**Exercise**
Rename each "Reviewer note" in the material below to "Annotator note", keeping everything else the same. Leave the pictures out of your copy.

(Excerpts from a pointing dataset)

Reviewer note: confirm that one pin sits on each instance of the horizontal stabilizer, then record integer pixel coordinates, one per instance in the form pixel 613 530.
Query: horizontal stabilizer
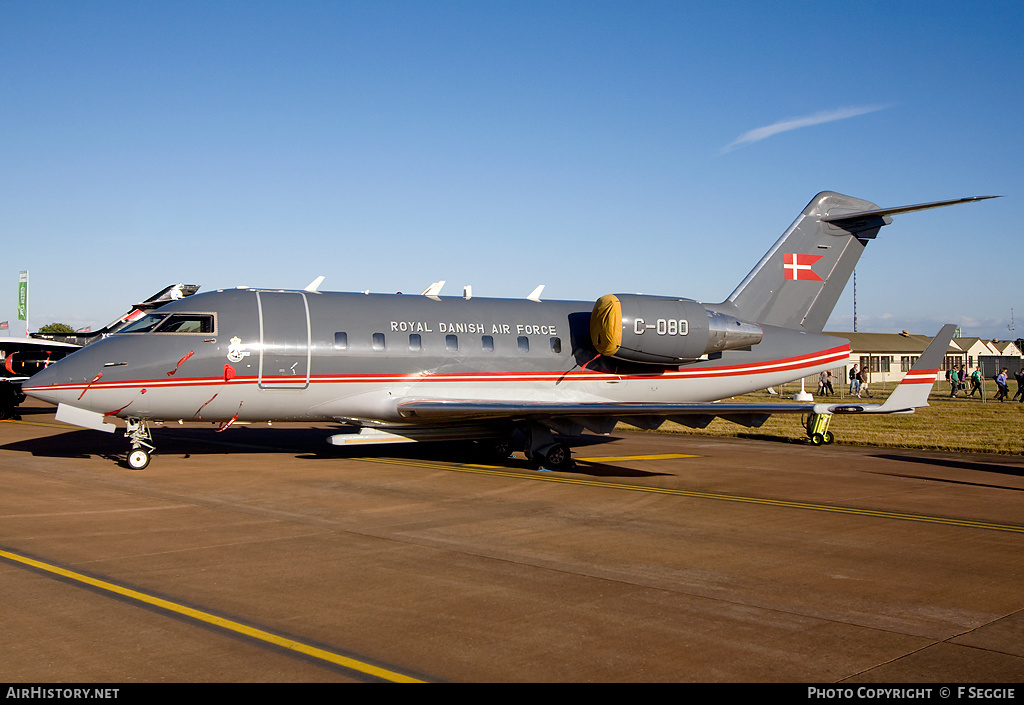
pixel 883 212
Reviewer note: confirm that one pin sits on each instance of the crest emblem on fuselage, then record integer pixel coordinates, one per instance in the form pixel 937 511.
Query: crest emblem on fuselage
pixel 237 350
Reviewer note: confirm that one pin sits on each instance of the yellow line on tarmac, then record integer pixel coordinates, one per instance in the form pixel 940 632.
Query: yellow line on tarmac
pixel 835 508
pixel 208 618
pixel 626 458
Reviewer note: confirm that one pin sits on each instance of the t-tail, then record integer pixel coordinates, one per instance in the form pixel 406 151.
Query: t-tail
pixel 799 281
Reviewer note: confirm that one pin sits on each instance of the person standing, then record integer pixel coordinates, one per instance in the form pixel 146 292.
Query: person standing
pixel 1019 376
pixel 976 383
pixel 1000 382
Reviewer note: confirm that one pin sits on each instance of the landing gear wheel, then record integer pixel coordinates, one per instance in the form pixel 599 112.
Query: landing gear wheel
pixel 557 457
pixel 138 458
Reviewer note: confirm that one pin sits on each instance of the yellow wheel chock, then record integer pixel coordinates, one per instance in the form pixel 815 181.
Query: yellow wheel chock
pixel 817 429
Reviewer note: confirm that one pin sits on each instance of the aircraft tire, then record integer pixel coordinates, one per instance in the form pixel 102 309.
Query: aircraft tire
pixel 138 458
pixel 558 456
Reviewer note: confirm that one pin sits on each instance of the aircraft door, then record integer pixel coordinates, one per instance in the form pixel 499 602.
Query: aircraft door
pixel 285 349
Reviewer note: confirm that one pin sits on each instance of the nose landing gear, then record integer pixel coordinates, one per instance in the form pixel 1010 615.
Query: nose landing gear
pixel 141 443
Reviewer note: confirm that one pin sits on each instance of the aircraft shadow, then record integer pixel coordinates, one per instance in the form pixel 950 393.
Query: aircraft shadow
pixel 990 467
pixel 306 444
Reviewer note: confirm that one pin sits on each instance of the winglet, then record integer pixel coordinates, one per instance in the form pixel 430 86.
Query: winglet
pixel 912 390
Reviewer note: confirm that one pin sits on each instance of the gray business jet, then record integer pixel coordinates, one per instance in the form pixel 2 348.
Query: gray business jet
pixel 402 368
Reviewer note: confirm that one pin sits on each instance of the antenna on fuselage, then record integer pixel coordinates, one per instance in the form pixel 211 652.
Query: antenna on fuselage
pixel 434 289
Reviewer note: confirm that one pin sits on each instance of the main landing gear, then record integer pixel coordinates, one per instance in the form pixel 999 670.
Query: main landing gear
pixel 544 452
pixel 141 444
pixel 817 429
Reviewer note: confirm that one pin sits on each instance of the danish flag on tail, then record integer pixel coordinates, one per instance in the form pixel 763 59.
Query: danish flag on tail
pixel 798 266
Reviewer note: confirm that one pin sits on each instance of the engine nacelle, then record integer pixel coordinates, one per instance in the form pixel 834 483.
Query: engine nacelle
pixel 663 330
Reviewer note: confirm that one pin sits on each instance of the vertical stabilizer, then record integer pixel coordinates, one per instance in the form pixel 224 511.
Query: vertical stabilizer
pixel 798 283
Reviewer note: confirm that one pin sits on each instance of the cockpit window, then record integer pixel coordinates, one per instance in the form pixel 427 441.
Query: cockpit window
pixel 187 323
pixel 172 323
pixel 144 324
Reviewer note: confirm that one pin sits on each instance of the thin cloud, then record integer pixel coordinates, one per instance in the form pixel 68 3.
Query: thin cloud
pixel 760 133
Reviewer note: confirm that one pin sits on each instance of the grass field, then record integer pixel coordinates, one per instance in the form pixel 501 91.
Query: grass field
pixel 947 424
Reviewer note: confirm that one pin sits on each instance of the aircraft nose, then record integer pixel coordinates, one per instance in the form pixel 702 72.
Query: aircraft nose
pixel 58 382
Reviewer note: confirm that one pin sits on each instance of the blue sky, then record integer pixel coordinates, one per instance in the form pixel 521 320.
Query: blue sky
pixel 592 147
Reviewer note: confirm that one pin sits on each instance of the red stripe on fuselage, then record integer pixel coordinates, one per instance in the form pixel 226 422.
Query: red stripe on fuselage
pixel 835 355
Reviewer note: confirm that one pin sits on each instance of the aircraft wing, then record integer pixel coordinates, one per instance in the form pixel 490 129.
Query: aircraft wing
pixel 910 394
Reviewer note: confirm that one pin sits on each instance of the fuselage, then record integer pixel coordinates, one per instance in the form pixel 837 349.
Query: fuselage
pixel 259 355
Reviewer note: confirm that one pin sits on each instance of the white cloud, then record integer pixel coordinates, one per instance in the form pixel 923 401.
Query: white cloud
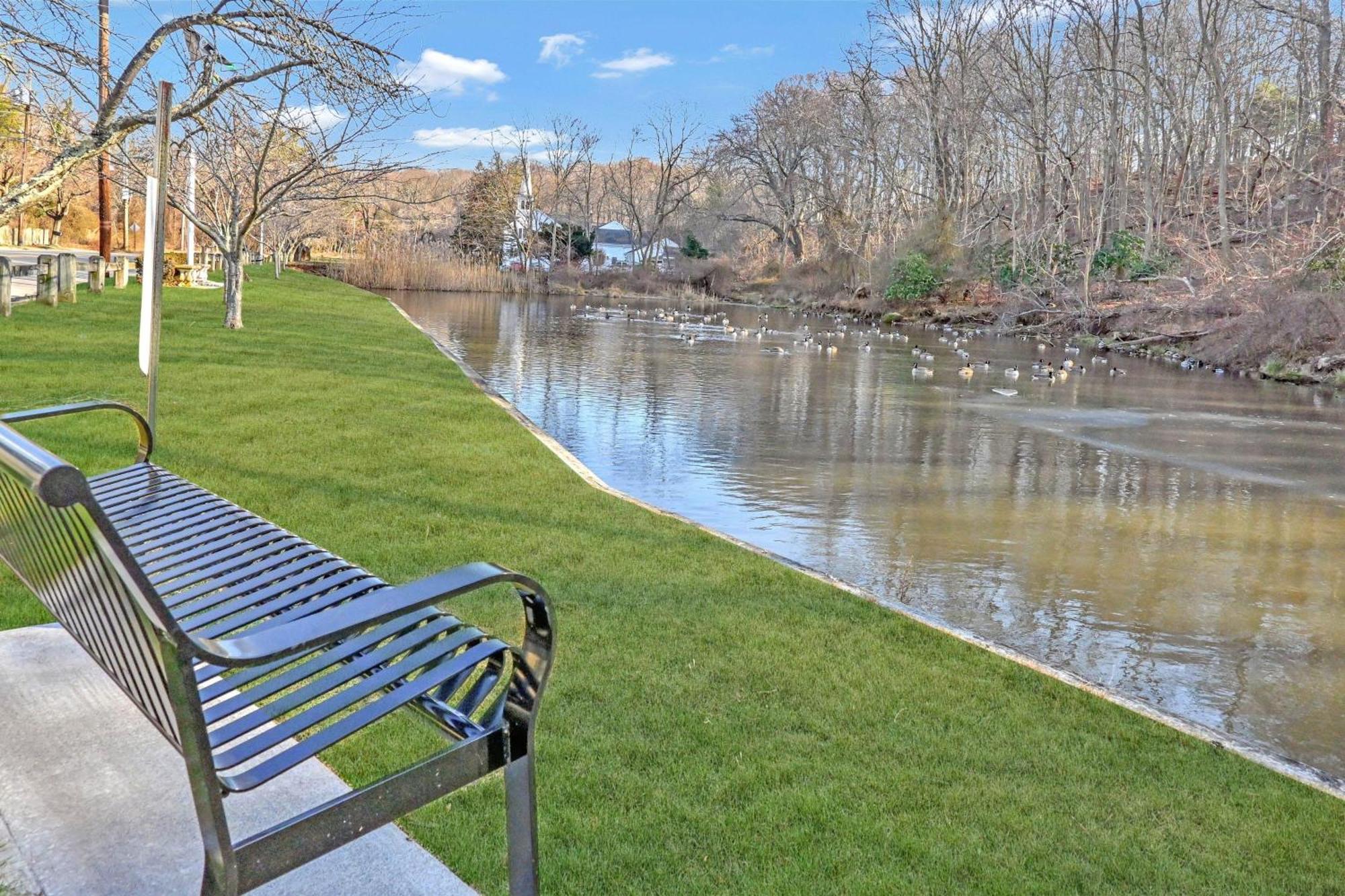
pixel 498 138
pixel 446 72
pixel 736 50
pixel 321 118
pixel 633 63
pixel 560 49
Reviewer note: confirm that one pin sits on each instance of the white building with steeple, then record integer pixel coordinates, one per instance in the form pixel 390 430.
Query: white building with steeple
pixel 521 232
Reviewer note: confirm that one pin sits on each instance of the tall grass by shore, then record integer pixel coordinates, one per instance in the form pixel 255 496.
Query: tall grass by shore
pixel 411 268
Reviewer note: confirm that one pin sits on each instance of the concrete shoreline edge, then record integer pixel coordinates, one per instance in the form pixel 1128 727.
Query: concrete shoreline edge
pixel 1285 766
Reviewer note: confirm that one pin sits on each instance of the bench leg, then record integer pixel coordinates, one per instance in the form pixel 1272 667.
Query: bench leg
pixel 521 811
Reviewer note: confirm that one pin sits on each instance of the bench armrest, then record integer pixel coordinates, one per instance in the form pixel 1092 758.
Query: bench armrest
pixel 147 436
pixel 302 635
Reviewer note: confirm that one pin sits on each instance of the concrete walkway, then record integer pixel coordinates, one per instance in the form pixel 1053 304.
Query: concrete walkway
pixel 96 802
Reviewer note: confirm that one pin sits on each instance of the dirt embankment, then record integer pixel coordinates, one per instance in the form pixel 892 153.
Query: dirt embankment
pixel 1277 333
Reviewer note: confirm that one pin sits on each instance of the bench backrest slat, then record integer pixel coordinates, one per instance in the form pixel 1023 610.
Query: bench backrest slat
pixel 63 556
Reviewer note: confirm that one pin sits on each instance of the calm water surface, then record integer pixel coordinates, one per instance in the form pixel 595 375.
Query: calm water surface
pixel 1175 536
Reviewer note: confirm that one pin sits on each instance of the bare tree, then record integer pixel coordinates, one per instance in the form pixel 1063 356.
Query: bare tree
pixel 274 157
pixel 650 190
pixel 341 49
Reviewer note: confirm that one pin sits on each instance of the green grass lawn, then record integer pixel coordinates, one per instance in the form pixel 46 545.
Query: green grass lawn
pixel 716 723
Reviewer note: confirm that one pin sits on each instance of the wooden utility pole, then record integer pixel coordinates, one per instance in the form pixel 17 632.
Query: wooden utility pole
pixel 104 184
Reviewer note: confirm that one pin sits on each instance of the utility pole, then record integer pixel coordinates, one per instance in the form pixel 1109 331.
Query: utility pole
pixel 24 155
pixel 104 182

**Written answer**
Annotator note: confirm that one pin sits on each instance of the horizontal stabilizer, then record integer pixel coordinates, one per instance in the form pixel 613 530.
Query: horizontal stabilizer
pixel 883 212
Annotator note: confirm that one pin sits on each instance of the crest emblem on fuselage, then record integer pixel coordinates, one per instance in the form pixel 937 511.
Query: crest emblem on fuselage
pixel 237 350
Annotator note: confirm that one pin sits on each instance of the yellow line on tarmac, then record integer pixel coordinates, one per instance in the form pixel 940 632.
Query: yellow line on tarmac
pixel 835 508
pixel 208 618
pixel 626 458
Annotator note: confirm that one pin sits on each instance of the t-tail, then record integer pixel coordinates, one per instance in the form pixel 406 151.
Query: t-tail
pixel 799 281
Annotator note: confirm that one pin sits on each instance of the person standing, then record integer pixel coordinates, one per instance in the form pixel 146 292.
Query: person standing
pixel 1019 376
pixel 976 383
pixel 1000 382
Annotator note: confirm that one pin sits on each instance of the landing gear wheel, then record integer pixel coordinates, one per instance in the form pixel 599 112.
Query: landing gear wheel
pixel 557 457
pixel 138 458
Annotator note: confirm that one pin sits on each instance of the yellow wheel chock, then record integer pixel coordinates, one per instance in the form pixel 815 181.
Query: yellow wheel chock
pixel 817 429
Annotator note: confirm that one pin sits on each instance of the aircraft tire, then record integer pixel coordinates, one per instance in the form pixel 102 309.
Query: aircraft tire
pixel 138 458
pixel 558 456
Annotator note: confirm that one pin sits on each instance of the aircraft door, then record integer pixel coordinates, one per instance in the form pixel 499 602.
Query: aircraft door
pixel 285 349
Annotator note: confirm that one pin sits on each instance of the nose landing gear, then record integer pixel coordinates, one per instance in the form pixel 1010 615.
Query: nose landing gear
pixel 141 443
Annotator note: confirm that one pin sits on each instance of the aircraft shadow, then record integer pixel coordinates, one per instance in the form pixel 950 393.
Query: aircraft shadow
pixel 990 467
pixel 306 444
Annotator note: confirm that one pin sits on each instance of the winglet, then record integer pixel coordinates, one per instance in the form pixel 430 86.
Query: winglet
pixel 912 390
Annotator note: confirm that one pin sits on each instance of the gray business jet, then record integer pixel coordinates, one per instance in the form pixel 2 348.
Query: gray business jet
pixel 402 368
Annotator note: confirm that one pin sits on each instance of the antenna on fuselage, then record integer pixel coordinates, one per instance in the form pixel 211 652.
Query: antenna on fuselage
pixel 434 289
Annotator note: confirm that one pin sits on each instance of the main landing gear, then record integer pixel coordinates, one per instance in the form pixel 999 670.
Query: main landing gear
pixel 544 452
pixel 141 444
pixel 817 429
Annotator note: confirm that one pin sits on each instance of the danish flag on tail, then record integer pixel coordinates, one per instance in the form pixel 763 59.
Query: danish flag on tail
pixel 798 266
Annotator note: confirm that one pin sits on each instance of the engine nacelle, then record integer pixel coordinates, one per instance in the form pixel 834 483.
Query: engine nacelle
pixel 663 330
Annotator note: confirm that one pin sits on each instance of the vertical stabilizer, then record integer pixel coordinates, one per instance in the form pixel 224 511.
Query: vertical stabilizer
pixel 798 283
Annotator note: confirm that one pin sits on each instance of the cockpit window, then record integer pixel coordinates, one per instance in the form pixel 427 441.
Query: cockpit window
pixel 187 323
pixel 172 323
pixel 144 324
Annotator note: confirm that one pin sits on each instance of the thin cloud, then record integer pixel coordinates, one per instance in the form pixel 68 3.
Query: thin cloud
pixel 760 133
Annotator note: confirm that one pin sits on each instance of the grass field, then record integer pixel coordinates, one per instance in the form pixel 501 91.
Query: grass field
pixel 947 424
Annotator note: confirm that one pin sits on each instance of the aircraft nose, then record integer pixel coordinates, one per instance in the form pixel 702 72.
Query: aircraft nose
pixel 58 382
Annotator note: confirm that one pin sits on each instance of the blue sky, then record integer pixel coordinates, one per instance in the form pixel 521 320.
Query: blue sky
pixel 592 147
Annotator note: confirm that one pin sits on each instance of the red stripe on fuselage, then record integer pixel coordinates, one per instance in the form pixel 226 422.
Query: red stripe on fuselage
pixel 835 355
Annotator note: confirm that one pin sits on each instance of the aircraft wing, then record integer pixel coordinates, one per instance in the form pixel 490 129.
Query: aircraft wing
pixel 910 394
Annotator note: confirm that one pin sits on each instance of the fuselage, then record integer pixel coordinates, one per instance in the form pixel 837 349.
Query: fuselage
pixel 259 355
Annotator note: confirm that one pin sits on each instance of the white cloud, then record integer pixel coordinates, one per instance in the form pixel 923 401.
Query: white cloud
pixel 498 138
pixel 446 72
pixel 736 50
pixel 321 118
pixel 633 63
pixel 560 49
Annotator note: confirm that one pin sits on each instance of the white building with steeple, then record integer pixel coordinates, one per instance in the form pixel 390 430.
Query: white building with steeple
pixel 521 232
Annotator note: confirm that one pin sits on each instance of the tall grass by shore, then record integer pixel coordinates, one per instance in the form pixel 255 496.
Query: tall grass by shore
pixel 411 268
Annotator note: confirm that one pin sits on each instance of the concrete shoreline edge, then record integer pixel coordinates, one per instance in the form pixel 1128 727.
Query: concrete shoreline edge
pixel 1285 766
Annotator note: confirm that one pin sits on each instance of the bench leg, then record integer pixel coordinates, one per instance in the form pixel 1272 667.
Query: bench leg
pixel 521 811
Annotator note: confirm that one pin sits on each instance of the bench armrest, then record integer pixel coordinates, one per instance in the form pixel 1092 758.
Query: bench armrest
pixel 147 436
pixel 302 635
Annotator note: confirm that one pin sits on each instance of the concrete walkway, then record integer pixel coordinates, one per instance in the form pixel 1053 304.
Query: concrete walkway
pixel 96 802
Annotator note: confirm that one pin sits on each instance of the dirt embankment, then record integer pixel coordinates, one per instance in the form pixel 892 153.
Query: dirt embankment
pixel 1277 333
Annotator note: confirm that one pin sits on each instance of the bench backrest slat, then record integer pixel coordinates, one per instance in the form pixel 1023 610.
Query: bench backrest slat
pixel 63 556
Annotator note: confirm that one pin sits on each instance of the calm water surface, then record integer pixel coordinates, one per instance in the form pixel 595 375.
Query: calm water surface
pixel 1175 536
Annotator note: confirm that one pin sits on each instance of the bare tree, then record integer pixel coordinates, one per instance in the form pixel 1063 356.
Query: bare tree
pixel 274 157
pixel 650 190
pixel 341 49
Annotator note: confirm that one pin sits on each instance of the green grass lawn, then record integer pixel coordinates, one per instance in the form pixel 46 545.
Query: green grass lawn
pixel 716 723
Annotator note: confirm that one pin sits on each instance of the wooden utility pole, then record integer pixel coordinates, one per instance in the form pixel 17 632.
Query: wooden utility pole
pixel 104 184
Annotator note: confirm that one pin sits on each instance of the utility pole, then record integer pixel coordinates, one per instance in the form pixel 1109 331.
Query: utility pole
pixel 24 155
pixel 104 182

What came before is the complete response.